Chickenpox Vaccine Not Responsible for Rise in Shingles, Study Says
39 percent increase over 18 years remains unexplained
By Serena Gordon
MONDAY, Dec. 2, 2013 (HealthDay News) -- The prevalence of a painful condition known as shingles is increasing in the United States, but new research says the chickenpox vaccine isn't to blame.
Shingles is caused by the same virus that causes chickenpox, the varicella zoster virus. Researchers have theorized that widespread chickenpox vaccination since the 1990s might have given shingles an unintended boost. But that theory didn't pan out in a study of nearly 3 million older adults.
"The chickenpox vaccine program was introduced in 1996, so we looked at the incidence of shingles from the early '90s to 2010, and found that shingles was already increasing before the vaccine program started," said study author Dr. Craig Hales, a medical epidemiologist at the U.S. Centers for Disease Control and Prevention. "And as immunization coverage in children reached 90 percent, shingles continued at the same rate."
Once someone has had chickenpox, the varicella zoster virus stays in the body. It lies dormant for years, often even for decades, but then something happens to reactivate it. When it's reactivated, it's called herpes zoster or shingles.
Exposure to children with chickenpox boosts adults' immunity to the virus, Hales explained. But experts wondered if vaccinating a whole generation of children against chickenpox might affect the rate of shingles in older people, who have already been exposed to the chickenpox virus.
"Our immunity naturally wanes over time, and once it wanes enough, that's when the virus can reactivate," said Hales. "So, if we're never exposed to children with chickenpox, would we lose that normal immunity boost?"

Brief 1
Write out the part of the shingles article between "Chickenpox Vaccine Not" and "million older adults.", inclusive, word for word.
Brief 2
Pick up the article on shingles and the chickenpox vaccine after its last sentence and keep it going.
The data that follows is from a different source than the shingles article.

Data to examine
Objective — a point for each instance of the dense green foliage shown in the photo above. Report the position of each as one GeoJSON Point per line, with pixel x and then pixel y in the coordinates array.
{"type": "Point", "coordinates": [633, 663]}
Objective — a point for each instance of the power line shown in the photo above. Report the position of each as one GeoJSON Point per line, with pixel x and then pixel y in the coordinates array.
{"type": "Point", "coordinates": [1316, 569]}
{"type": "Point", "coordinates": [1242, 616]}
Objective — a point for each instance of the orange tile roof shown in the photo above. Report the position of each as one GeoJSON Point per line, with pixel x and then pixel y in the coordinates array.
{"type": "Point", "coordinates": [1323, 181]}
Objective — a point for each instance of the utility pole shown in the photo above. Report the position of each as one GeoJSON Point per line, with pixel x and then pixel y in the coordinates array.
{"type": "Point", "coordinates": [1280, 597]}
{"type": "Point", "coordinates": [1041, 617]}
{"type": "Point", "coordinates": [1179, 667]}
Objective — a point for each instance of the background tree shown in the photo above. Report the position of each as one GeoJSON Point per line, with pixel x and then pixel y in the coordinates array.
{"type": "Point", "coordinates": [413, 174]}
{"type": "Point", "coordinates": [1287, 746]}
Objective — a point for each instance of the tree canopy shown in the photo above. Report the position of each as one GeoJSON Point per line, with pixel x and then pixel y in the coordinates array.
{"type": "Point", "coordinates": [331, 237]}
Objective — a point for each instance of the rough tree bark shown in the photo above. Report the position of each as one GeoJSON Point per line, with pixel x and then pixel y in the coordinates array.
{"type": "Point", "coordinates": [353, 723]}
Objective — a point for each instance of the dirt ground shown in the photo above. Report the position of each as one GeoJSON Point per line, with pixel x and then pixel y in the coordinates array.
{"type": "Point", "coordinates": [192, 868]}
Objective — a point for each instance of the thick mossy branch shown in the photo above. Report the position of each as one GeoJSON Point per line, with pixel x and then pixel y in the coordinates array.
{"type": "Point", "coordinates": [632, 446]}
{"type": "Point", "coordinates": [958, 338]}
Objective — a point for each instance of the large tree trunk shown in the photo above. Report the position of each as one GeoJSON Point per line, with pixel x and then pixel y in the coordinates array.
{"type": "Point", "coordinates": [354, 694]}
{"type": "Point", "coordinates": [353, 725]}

---

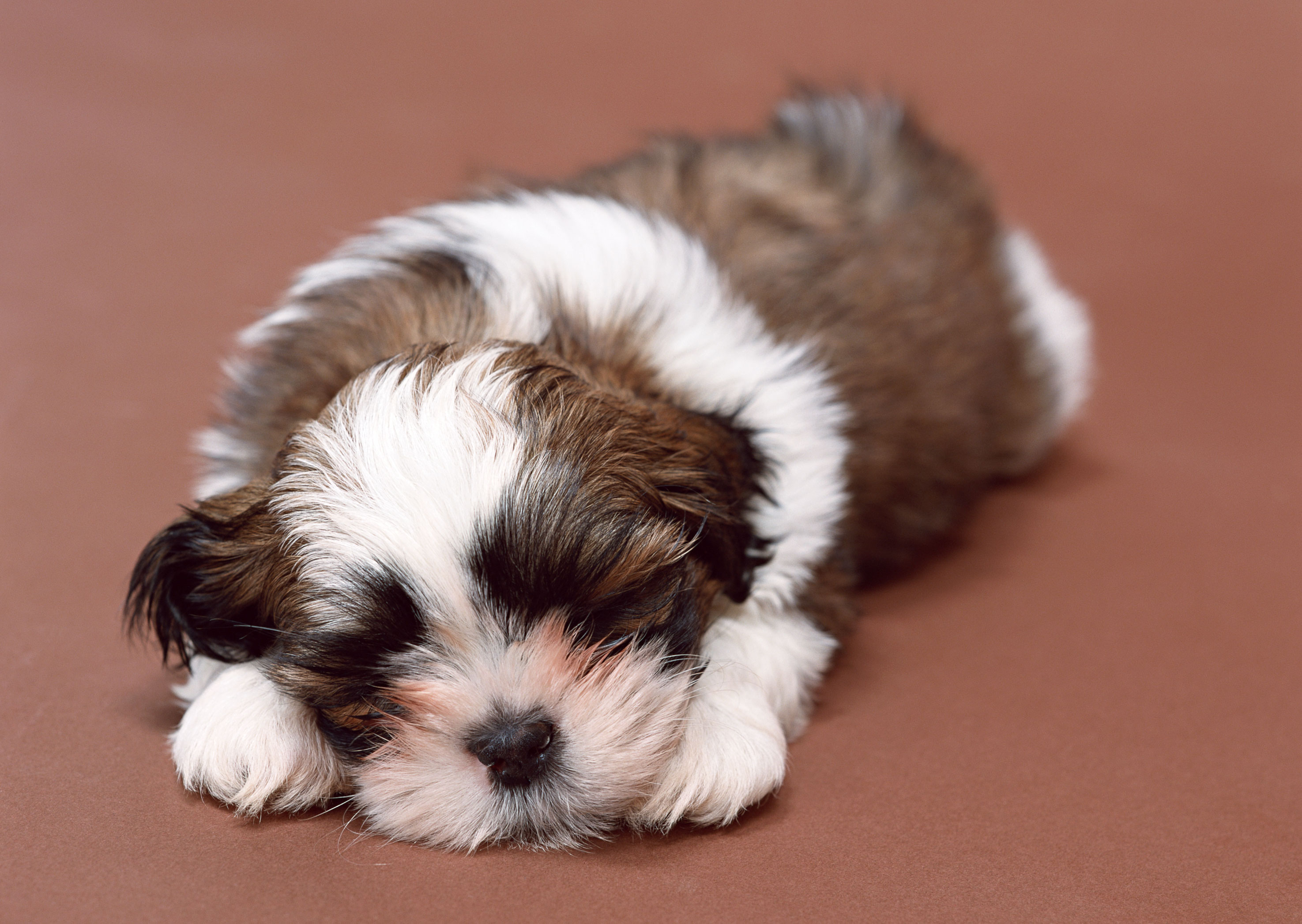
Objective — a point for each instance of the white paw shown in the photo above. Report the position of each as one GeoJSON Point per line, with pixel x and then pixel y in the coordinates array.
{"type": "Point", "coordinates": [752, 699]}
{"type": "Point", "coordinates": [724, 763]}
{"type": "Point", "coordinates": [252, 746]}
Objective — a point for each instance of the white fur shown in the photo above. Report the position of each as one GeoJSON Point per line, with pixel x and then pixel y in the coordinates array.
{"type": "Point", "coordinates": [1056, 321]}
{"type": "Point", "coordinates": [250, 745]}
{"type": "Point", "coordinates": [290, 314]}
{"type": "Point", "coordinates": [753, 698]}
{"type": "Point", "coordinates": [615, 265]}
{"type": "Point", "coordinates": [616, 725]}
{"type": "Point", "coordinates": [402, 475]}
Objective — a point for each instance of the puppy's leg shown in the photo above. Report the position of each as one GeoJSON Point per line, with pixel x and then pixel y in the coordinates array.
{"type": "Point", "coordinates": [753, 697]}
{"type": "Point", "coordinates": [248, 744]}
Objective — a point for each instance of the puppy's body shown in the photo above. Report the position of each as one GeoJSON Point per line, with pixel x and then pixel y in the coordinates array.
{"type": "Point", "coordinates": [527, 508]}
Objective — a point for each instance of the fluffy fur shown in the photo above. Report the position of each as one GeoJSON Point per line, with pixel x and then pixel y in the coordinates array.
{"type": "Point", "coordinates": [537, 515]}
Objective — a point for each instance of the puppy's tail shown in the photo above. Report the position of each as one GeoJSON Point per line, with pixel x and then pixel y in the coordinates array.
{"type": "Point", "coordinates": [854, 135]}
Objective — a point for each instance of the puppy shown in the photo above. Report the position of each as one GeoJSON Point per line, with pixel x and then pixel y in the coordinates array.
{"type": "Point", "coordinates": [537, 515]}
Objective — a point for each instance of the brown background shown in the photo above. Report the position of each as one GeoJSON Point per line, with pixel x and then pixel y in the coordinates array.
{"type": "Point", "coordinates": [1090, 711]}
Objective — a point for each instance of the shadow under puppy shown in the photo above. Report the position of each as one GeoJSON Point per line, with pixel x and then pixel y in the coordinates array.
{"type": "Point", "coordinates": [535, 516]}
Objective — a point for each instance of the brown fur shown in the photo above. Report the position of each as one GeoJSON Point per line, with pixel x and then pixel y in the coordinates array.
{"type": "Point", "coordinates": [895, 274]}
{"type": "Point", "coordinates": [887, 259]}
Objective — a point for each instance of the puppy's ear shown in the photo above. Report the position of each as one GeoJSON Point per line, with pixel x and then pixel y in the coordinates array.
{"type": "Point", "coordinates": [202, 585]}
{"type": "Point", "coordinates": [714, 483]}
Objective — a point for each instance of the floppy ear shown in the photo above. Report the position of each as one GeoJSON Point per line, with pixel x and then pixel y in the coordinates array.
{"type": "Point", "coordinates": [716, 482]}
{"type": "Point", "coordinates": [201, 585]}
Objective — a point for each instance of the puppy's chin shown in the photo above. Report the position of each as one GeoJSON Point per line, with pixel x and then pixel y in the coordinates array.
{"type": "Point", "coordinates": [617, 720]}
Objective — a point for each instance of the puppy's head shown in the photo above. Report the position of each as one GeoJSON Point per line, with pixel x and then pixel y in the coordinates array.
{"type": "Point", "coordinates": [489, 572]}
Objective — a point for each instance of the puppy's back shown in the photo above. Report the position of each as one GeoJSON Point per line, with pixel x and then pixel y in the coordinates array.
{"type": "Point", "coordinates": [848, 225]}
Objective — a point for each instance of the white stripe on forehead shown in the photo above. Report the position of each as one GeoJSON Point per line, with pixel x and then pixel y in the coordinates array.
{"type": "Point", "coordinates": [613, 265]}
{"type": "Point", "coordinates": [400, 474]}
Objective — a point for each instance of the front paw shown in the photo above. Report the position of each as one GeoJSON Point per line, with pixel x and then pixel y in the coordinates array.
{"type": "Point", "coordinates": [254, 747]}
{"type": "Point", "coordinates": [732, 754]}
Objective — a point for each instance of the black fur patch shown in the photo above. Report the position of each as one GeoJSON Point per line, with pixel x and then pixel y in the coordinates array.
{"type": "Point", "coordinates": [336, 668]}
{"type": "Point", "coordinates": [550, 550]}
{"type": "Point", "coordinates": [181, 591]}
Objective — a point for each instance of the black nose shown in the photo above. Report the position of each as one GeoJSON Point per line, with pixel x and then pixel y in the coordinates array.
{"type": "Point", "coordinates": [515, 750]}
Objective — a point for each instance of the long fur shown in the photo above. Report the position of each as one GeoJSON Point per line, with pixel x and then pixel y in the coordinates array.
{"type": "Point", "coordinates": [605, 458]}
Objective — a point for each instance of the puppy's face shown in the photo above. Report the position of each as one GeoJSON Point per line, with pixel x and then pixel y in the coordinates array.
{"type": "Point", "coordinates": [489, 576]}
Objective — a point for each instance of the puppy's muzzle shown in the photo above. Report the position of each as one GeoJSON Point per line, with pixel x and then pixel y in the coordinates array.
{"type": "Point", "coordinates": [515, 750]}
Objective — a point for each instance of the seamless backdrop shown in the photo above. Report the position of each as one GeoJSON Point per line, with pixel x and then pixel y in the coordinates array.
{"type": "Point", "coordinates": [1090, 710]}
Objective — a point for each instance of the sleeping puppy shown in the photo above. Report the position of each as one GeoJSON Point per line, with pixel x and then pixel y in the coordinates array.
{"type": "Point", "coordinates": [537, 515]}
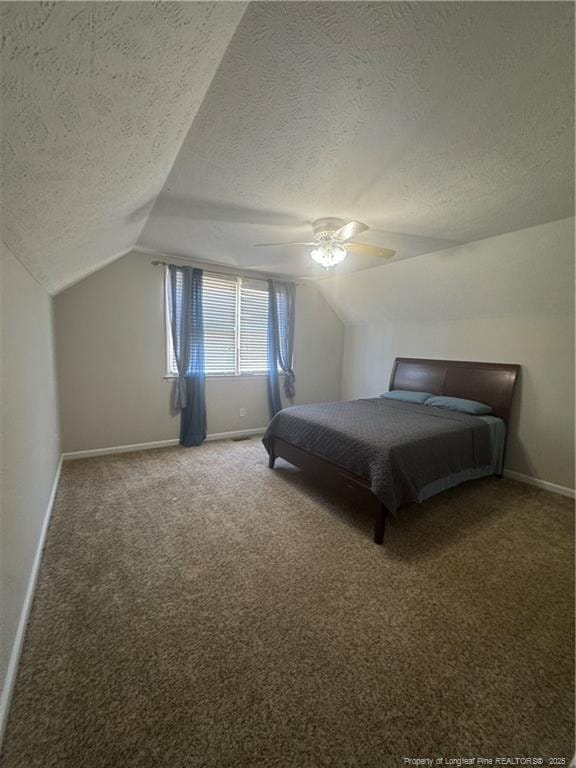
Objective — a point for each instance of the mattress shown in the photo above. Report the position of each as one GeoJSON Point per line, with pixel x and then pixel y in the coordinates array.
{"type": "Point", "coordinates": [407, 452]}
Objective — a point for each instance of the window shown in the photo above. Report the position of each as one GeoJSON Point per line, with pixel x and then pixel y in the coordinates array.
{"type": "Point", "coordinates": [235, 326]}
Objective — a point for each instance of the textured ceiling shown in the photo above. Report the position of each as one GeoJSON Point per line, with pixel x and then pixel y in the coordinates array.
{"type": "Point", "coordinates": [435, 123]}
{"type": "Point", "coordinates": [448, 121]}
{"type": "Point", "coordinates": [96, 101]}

Expected answer 1
Chickenpox Vaccine Not Responsible for Rise in Shingles, Study Says
39 percent increase over 18 years remains unexplained
By Serena Gordon
MONDAY, Dec. 2, 2013 (HealthDay News) -- The prevalence of a painful condition known as shingles is increasing in the United States, but new research says the chickenpox vaccine isn't to blame.
Shingles is caused by the same virus that causes chickenpox, the varicella zoster virus. Researchers have theorized that widespread chickenpox vaccination since the 1990s might have given shingles an unintended boost. But that theory didn't pan out in a study of nearly 3 million older adults.

Expected answer 2
To answer this question, Hales and his colleagues reviewed Medicare claims data from 1992 to 2010 that included about 2.8 million people over the age of 65.
They found that annual rates of shingles increased 39 percent over the 18-year study period. However, they didn't find a statistically significant change in the rate after the introduction of the chickenpox vaccine. They also found that the rate of shingles didn't vary from state to state where there were different rates of chickenpox vaccine coverage.
These findings, published in the Dec. 3 issue of the Annals of Internal Medicine, suggest the chickenpox vaccine isn't related to the increase in shingles, according to Hales.
So what might be responsible for the increase in shingles?
Hales says experts aren't sure. "We really don't know why about one-third to one-quarter of people who've had chickenpox go on to develop shingles over their lifetime while others don't," he explained.
Hales did note that conditions and treatments that can compromise the body's immune system have increased in recent years. "We thought perhaps that might explain the rise," said Hales. "But we selected for people who didn't have any diseases or take any medications that suppress the immune system, and we still saw an increase in shingles."